WHAT YOU SHOULD DO
Let the line containing "Put a point" serve as the first line of the answer and the final line of the entries as its last, with every line between copied exactly.
Start of Block
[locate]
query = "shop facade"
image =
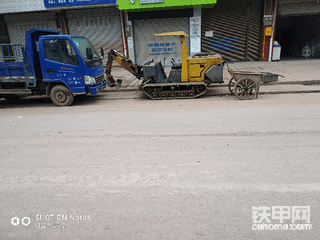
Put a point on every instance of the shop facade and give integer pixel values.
(145, 18)
(97, 20)
(298, 28)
End of Block
ANSWER SECTION
Put a point on every instance of the shop facade and give integer pixel values.
(145, 18)
(97, 20)
(298, 28)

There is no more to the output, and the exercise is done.